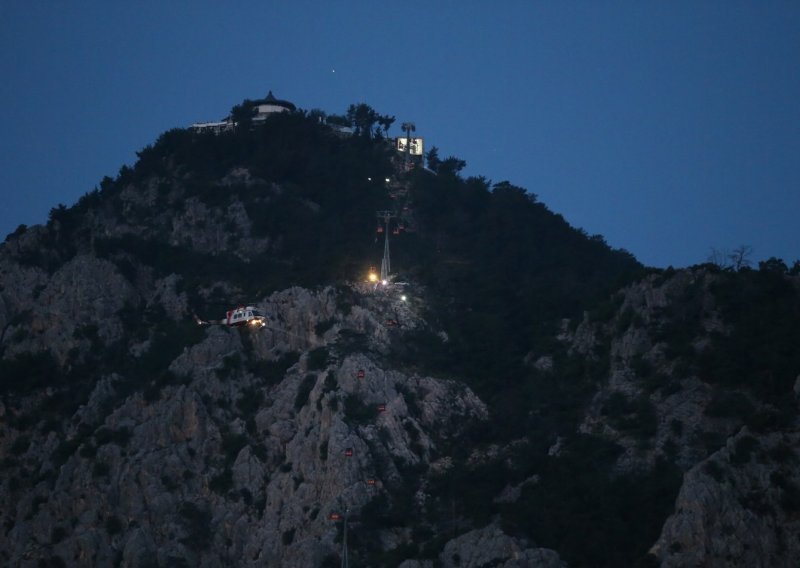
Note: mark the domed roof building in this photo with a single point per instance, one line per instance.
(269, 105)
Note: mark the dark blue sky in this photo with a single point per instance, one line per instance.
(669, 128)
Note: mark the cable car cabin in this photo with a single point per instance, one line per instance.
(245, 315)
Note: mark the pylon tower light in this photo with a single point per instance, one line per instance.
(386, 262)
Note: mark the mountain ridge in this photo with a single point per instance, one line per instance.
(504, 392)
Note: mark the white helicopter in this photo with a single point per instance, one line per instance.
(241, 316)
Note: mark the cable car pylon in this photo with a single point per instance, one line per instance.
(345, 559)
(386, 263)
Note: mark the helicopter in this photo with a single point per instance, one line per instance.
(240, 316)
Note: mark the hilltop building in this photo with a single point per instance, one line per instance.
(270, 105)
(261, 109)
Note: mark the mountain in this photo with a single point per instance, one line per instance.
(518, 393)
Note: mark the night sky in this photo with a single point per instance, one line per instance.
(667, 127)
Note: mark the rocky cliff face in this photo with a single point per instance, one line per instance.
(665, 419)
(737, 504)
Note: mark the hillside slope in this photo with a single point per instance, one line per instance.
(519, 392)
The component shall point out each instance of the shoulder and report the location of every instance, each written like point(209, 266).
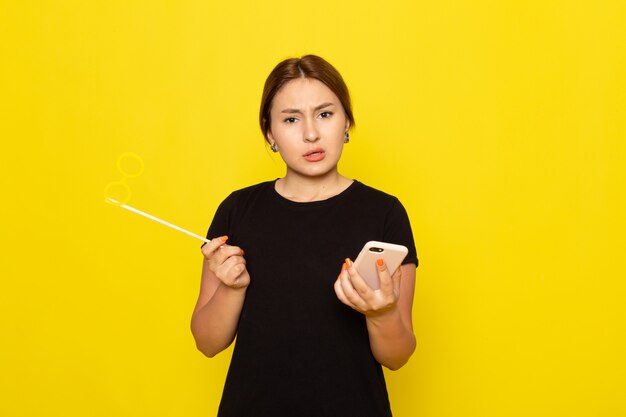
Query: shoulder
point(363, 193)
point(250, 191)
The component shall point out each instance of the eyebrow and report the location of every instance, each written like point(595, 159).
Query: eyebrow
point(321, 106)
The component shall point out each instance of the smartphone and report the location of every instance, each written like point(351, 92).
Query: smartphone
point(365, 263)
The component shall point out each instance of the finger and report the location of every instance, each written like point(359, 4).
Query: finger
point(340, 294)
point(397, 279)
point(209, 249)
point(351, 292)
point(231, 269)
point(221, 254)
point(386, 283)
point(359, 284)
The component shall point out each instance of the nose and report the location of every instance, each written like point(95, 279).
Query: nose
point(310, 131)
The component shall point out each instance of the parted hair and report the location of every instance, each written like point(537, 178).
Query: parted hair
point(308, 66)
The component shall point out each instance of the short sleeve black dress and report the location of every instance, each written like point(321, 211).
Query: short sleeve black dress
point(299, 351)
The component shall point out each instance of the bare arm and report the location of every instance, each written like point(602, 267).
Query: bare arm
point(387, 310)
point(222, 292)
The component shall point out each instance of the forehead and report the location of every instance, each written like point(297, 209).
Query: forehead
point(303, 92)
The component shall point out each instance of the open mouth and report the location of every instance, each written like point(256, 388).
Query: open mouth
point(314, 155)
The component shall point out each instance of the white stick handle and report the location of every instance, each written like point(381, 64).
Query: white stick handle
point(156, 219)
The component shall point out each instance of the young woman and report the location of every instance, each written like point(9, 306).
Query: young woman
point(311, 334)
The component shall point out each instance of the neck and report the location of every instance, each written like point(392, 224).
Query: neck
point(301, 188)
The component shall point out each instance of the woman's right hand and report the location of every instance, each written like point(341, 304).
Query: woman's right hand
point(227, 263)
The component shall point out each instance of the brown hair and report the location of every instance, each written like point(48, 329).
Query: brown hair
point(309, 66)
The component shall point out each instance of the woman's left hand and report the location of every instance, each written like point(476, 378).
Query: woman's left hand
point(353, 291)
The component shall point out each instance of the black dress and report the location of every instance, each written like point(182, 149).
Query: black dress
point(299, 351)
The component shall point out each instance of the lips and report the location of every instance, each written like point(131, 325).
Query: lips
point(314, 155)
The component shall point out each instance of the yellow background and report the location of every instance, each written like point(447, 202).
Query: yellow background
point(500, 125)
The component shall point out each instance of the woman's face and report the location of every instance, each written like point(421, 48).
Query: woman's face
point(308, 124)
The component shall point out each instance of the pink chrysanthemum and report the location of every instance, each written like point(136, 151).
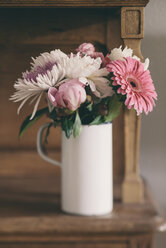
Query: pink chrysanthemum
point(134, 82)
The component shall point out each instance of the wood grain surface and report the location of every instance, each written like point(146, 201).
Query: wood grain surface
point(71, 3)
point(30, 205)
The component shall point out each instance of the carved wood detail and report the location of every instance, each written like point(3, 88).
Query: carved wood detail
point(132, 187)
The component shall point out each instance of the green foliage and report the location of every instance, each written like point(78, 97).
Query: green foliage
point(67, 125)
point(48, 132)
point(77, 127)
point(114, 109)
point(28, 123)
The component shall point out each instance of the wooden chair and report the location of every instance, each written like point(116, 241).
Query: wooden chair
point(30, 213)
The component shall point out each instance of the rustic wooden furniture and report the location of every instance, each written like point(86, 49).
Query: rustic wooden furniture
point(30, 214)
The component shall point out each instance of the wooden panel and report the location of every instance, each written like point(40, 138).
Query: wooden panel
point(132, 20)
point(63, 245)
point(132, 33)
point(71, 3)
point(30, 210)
● ● ● ●
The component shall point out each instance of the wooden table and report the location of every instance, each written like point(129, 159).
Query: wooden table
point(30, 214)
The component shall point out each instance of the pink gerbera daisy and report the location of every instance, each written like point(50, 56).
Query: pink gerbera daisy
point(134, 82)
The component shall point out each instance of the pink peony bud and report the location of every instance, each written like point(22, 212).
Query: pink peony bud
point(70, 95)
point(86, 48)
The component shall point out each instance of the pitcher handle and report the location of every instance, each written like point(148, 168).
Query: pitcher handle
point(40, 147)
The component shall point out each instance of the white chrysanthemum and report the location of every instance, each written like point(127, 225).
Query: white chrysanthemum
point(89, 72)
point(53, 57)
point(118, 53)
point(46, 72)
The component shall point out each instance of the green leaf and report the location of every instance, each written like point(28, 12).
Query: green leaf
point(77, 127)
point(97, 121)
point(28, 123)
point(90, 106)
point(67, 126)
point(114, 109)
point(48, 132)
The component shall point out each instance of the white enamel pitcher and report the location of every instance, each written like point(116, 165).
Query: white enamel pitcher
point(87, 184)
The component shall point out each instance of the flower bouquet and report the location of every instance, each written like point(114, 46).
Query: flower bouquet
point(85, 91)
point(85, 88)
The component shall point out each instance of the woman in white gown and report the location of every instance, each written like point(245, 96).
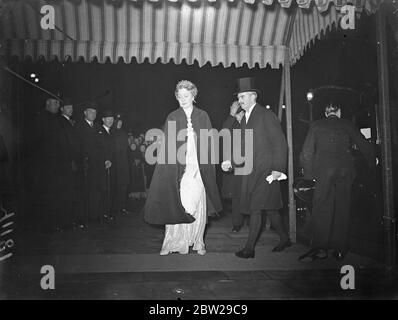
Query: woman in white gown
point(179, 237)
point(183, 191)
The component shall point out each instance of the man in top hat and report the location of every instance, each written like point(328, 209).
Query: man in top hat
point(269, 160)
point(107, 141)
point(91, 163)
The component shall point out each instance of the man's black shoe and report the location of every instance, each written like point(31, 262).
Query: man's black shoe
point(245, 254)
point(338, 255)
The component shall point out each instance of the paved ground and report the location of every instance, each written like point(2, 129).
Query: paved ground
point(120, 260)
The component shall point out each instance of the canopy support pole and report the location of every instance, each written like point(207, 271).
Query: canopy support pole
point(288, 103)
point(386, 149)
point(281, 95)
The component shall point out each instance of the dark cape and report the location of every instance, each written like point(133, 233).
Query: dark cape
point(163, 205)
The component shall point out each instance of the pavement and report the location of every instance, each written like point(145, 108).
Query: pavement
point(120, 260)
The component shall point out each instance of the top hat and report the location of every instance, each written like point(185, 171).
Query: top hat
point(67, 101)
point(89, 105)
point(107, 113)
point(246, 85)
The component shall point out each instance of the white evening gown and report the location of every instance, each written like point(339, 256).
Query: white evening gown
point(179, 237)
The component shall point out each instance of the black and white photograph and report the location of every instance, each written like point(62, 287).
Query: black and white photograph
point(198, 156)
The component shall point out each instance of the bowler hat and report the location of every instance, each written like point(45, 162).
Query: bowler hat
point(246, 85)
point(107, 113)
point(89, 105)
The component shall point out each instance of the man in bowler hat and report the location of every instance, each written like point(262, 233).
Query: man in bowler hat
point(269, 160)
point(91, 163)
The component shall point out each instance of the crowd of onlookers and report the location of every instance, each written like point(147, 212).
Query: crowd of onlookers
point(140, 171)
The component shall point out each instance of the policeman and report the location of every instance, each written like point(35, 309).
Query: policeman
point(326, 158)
● ● ● ●
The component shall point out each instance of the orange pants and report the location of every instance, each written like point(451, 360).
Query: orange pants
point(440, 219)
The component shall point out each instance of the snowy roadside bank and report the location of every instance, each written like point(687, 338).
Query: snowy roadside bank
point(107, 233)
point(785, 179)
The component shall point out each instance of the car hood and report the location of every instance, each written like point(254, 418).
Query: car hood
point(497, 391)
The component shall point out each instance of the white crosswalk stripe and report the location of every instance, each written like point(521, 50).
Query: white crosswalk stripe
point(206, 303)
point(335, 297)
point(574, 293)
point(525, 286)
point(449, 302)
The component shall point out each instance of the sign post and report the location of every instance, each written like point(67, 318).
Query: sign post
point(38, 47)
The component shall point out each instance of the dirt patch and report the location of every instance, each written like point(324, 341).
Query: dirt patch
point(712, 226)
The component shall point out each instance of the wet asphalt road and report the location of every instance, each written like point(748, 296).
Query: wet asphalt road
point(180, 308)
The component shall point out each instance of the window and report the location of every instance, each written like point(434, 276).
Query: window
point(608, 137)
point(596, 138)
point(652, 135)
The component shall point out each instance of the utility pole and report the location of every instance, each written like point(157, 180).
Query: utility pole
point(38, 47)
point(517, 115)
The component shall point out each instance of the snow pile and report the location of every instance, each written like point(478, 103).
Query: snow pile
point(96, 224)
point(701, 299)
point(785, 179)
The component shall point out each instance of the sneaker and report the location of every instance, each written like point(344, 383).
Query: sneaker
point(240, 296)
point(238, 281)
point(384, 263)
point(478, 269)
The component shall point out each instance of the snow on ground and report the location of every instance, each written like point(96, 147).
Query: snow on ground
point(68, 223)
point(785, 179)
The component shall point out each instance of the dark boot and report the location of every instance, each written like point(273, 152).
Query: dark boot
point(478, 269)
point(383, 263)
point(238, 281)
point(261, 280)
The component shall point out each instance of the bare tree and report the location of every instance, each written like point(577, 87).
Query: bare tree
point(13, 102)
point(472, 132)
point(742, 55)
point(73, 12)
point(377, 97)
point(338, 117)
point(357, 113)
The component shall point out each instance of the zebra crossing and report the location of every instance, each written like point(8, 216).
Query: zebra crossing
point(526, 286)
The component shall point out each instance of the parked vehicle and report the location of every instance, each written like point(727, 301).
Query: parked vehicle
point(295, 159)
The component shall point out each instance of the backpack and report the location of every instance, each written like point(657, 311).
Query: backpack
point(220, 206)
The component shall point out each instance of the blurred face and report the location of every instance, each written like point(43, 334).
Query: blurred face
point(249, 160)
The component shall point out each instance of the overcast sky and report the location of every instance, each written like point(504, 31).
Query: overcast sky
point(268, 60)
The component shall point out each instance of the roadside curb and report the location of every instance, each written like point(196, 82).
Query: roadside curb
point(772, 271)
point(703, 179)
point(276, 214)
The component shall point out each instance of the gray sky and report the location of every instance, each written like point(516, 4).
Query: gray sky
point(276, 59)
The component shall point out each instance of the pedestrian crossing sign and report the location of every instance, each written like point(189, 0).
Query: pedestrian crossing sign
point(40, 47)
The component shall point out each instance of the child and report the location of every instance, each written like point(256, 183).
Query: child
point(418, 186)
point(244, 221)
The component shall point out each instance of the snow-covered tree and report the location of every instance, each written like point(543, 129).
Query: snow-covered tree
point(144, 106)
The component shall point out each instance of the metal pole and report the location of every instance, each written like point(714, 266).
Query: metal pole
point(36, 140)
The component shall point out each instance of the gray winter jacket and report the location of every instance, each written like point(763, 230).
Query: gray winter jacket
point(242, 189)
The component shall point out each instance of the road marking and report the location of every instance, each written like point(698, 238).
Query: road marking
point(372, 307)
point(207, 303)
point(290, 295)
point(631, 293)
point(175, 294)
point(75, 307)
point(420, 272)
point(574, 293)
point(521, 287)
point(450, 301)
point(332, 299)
● ● ● ●
Once the line with "Query: bare tree" is found in the records above, print exactly that line and every line after it through the line with "The component shall point out each instance of the zebra".

Query: bare tree
point(13, 102)
point(472, 132)
point(742, 55)
point(73, 12)
point(377, 97)
point(338, 117)
point(357, 113)
The component shall point out each instance of the zebra crossing and report the location of every instance, each written like point(8, 216).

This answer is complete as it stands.